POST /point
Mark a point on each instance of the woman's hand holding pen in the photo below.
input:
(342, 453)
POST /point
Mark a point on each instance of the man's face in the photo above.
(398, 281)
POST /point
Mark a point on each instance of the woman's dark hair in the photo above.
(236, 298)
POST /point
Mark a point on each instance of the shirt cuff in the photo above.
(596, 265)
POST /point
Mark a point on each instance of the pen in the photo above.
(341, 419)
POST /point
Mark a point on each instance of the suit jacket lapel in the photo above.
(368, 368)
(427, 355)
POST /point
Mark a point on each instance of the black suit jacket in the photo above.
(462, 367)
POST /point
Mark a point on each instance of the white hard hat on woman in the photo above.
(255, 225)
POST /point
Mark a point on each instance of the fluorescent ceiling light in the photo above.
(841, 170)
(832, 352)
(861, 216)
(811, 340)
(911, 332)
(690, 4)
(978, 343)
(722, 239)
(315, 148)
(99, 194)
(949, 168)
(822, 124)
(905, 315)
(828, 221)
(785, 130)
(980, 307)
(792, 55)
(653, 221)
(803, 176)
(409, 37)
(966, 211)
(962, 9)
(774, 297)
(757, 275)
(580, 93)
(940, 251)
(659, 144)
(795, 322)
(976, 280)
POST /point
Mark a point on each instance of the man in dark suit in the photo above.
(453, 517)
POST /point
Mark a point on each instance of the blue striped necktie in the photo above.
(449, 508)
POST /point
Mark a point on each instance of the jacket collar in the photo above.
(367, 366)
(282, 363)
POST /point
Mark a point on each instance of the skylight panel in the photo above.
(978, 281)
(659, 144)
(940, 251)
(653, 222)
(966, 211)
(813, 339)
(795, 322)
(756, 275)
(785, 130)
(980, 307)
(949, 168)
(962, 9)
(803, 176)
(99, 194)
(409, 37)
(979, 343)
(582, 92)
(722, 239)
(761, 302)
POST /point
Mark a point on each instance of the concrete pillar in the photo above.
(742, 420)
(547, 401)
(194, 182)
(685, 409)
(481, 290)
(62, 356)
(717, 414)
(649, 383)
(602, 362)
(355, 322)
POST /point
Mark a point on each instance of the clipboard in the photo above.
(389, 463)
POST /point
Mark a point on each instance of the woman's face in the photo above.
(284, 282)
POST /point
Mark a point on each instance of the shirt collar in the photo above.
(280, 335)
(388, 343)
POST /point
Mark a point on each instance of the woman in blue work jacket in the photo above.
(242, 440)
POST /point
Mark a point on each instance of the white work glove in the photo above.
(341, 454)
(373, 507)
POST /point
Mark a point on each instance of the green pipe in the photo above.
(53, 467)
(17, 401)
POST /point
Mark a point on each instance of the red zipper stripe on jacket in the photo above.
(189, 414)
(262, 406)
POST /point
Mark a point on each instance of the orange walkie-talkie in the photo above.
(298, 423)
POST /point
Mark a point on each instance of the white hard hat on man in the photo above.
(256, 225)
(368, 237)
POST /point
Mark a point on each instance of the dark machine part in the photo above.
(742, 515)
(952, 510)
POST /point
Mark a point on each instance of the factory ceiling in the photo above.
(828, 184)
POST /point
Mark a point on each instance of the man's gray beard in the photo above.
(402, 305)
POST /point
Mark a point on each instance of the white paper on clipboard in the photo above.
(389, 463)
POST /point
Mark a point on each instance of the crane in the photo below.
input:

★ ★ ★ ★ ★ ★ ★

## What needs to be done
From the first record to the last, print each one exactly.

## Output of the exercise
POST /point
Mark a point on each instance of the woman's hand holding pen in the photo below.
input:
(342, 453)
POST /point
Mark a point on each instance of the man's face in the photo above.
(398, 281)
POST /point
Mark a point on each instance of the woman's dark hair in the photo above.
(236, 298)
POST /point
Mark a point on each instance of the shirt cuff in the photo above.
(596, 265)
POST /point
Mark a point on each instance of the pen in the photo above.
(341, 419)
POST /point
Mark a point on each instance of the suit jacket lapel in the photo above.
(368, 368)
(427, 355)
POST /point
Mark a point on each instance of the black suit jacket in the photo above.
(462, 367)
POST /point
Mark a point on each instance of the white hard hat on woman in the photo above.
(255, 225)
POST /point
Mark a point on each instance of the fluorescent ceiling light in the photo above.
(841, 170)
(832, 352)
(861, 216)
(811, 340)
(911, 332)
(690, 4)
(978, 343)
(722, 239)
(315, 148)
(99, 194)
(949, 168)
(822, 124)
(905, 315)
(828, 221)
(785, 130)
(980, 307)
(792, 55)
(653, 221)
(803, 176)
(409, 37)
(966, 211)
(962, 9)
(774, 297)
(757, 275)
(580, 93)
(940, 251)
(659, 144)
(795, 322)
(976, 280)
POST /point
Mark a point on each instance of the man in dark suit in the photo above.
(453, 517)
POST /point
Mark a point on each instance of the blue striped necktie in the photo above.
(449, 508)
POST /point
Mark a point on each instance of the jacket collar in the photo above.
(367, 366)
(282, 363)
POST /point
Mark a point on each instance of the skylight panel in the photo above.
(978, 281)
(659, 144)
(940, 251)
(653, 222)
(966, 211)
(813, 339)
(795, 322)
(756, 275)
(785, 130)
(980, 307)
(949, 168)
(962, 9)
(803, 176)
(99, 194)
(409, 37)
(979, 343)
(582, 92)
(722, 239)
(761, 302)
POST /point
Mark a point on each instance of the concrete pillar in the photo above.
(742, 420)
(547, 401)
(194, 182)
(685, 409)
(481, 290)
(62, 356)
(717, 414)
(649, 383)
(602, 362)
(355, 322)
POST /point
Mark a point on each instance of the clipboard in the photo above.
(389, 463)
POST /point
Mark a point on each instance of the woman's face in the photo above.
(284, 282)
POST /point
Mark a point on each instance of the shirt collar in the photo above.
(280, 335)
(388, 343)
POST /point
Mark a point on each instance of the woman in blue work jacket in the photo above.
(242, 440)
POST /point
Mark a point on each instance of the white work glove in the photo above.
(341, 454)
(373, 507)
POST /point
Mark a point on each instance of the green pipe in the photo above.
(53, 467)
(17, 401)
POST /point
Mark a point on each instance of the red zipper stripe on jacket in the photo above.
(189, 414)
(262, 406)
POST /point
Mark a point on each instance of the orange walkie-talkie in the photo above.
(298, 423)
POST /point
Mark a point on each instance of the white hard hat on man in the photo above.
(256, 225)
(368, 237)
POST /point
Mark a point on each instance of the dark machine part in the photo above.
(742, 515)
(952, 510)
POST /point
Mark a point on each instance of the factory ceiling in the photo above.
(828, 184)
POST /point
Mark a point on each instance of the man's gray beard in the photo above.
(402, 305)
POST /point
Mark a point on each instance of the white paper on clipboard in the photo above.
(389, 463)
POST /point
Mark a point on each instance of the crane in the photo below.
input:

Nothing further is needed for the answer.